● **INSTRUCTION**: Which lines in the listing below contain the string "glass"? Identify them by copying each one in full; letter case counts.

[MATERIAL SUPPLIED start]

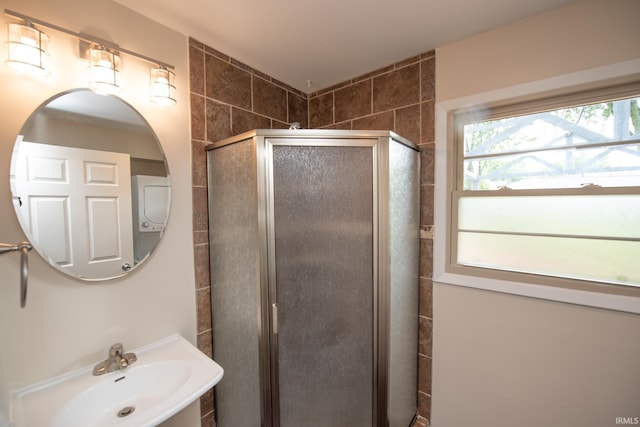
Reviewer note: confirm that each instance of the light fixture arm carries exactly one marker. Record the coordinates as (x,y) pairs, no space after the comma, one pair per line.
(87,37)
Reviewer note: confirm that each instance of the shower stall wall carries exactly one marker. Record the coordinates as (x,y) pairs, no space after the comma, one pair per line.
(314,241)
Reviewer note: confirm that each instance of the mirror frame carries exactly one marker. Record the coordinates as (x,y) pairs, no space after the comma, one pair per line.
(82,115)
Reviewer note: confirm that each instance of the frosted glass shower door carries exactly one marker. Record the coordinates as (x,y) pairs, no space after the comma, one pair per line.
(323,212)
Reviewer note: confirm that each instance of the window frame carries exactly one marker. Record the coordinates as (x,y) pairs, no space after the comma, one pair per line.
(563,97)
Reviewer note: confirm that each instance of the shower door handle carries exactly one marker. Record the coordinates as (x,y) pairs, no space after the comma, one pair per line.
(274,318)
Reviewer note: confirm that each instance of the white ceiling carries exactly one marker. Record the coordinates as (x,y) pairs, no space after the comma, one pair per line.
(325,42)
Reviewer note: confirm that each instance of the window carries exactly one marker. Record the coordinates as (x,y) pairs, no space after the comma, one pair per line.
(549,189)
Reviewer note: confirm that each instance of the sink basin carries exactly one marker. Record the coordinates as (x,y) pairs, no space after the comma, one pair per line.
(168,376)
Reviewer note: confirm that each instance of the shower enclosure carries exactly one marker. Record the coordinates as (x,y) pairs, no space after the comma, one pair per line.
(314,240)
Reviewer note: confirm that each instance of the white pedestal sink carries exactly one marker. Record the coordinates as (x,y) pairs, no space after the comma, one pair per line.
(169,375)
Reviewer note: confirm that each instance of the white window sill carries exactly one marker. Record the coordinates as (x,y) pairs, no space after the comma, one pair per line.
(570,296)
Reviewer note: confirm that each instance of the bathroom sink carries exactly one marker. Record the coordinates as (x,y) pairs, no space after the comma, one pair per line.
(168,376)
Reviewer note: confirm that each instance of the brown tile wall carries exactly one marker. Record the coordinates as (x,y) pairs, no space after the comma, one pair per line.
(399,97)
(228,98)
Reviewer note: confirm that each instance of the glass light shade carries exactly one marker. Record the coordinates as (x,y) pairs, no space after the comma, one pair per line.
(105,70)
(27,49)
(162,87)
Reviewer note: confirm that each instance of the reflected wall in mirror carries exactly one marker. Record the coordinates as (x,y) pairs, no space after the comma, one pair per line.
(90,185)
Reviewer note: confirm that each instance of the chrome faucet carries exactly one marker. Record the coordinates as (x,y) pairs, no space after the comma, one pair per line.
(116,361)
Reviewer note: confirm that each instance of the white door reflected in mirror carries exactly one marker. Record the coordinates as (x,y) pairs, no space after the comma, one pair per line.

[MATERIAL SUPPLIED end]
[MATERIAL SUPPLIED start]

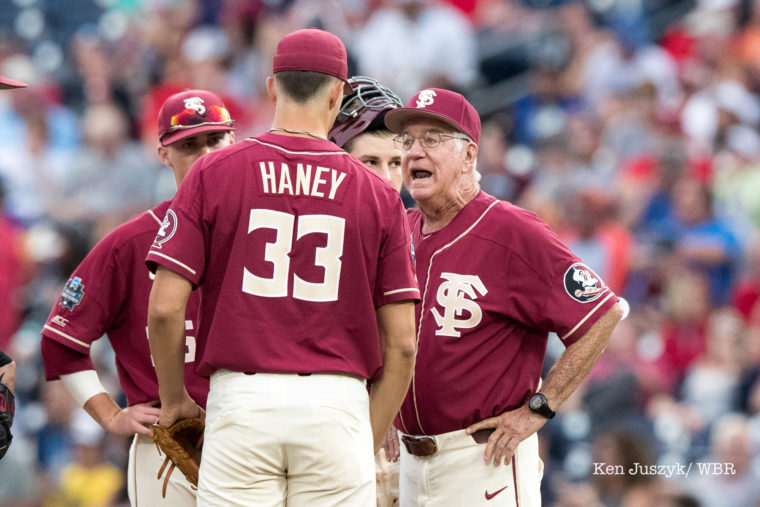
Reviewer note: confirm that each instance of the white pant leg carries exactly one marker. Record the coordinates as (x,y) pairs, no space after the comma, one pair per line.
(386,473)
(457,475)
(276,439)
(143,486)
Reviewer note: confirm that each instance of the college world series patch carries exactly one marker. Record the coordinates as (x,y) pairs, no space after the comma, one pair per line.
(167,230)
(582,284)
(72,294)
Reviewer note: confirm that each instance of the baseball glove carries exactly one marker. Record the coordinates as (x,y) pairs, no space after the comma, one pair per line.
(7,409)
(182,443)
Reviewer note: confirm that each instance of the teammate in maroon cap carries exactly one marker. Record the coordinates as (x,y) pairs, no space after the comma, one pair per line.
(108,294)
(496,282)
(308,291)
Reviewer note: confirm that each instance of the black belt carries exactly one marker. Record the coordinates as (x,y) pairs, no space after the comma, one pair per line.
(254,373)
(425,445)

[MATERIAL SUPPLIED end]
[MATERIAL SUPPLIED start]

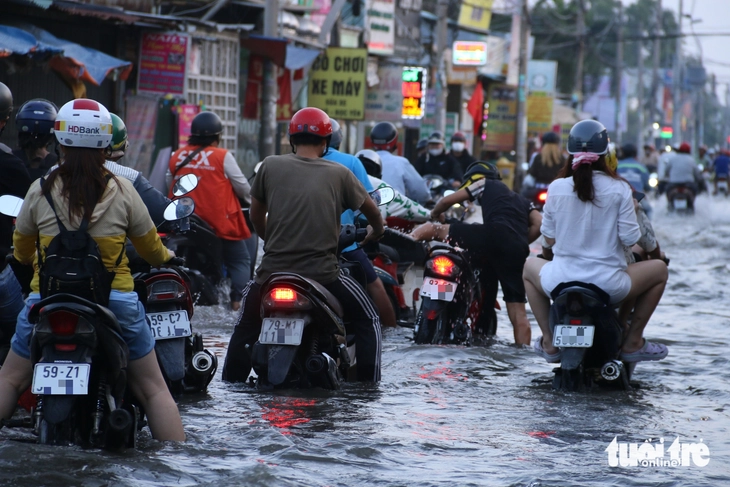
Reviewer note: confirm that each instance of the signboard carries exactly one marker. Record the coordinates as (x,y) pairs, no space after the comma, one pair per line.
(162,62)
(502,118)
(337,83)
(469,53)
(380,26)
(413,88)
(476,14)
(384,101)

[MATERIAL SUPPLIED end]

● **RESULT OF THE TASK**:
Reviewer note: confirm that each instance of the frosted glass shower door carries exactly one marker. Record the coordinates as (x,y) pairs, no space after the comma, one pair per line.
Reviewer note: confirm that each instance of the glass light shade carries exactly one marker. Record the coordinates as (x,y) pairs, no space after the comma, one pair per line.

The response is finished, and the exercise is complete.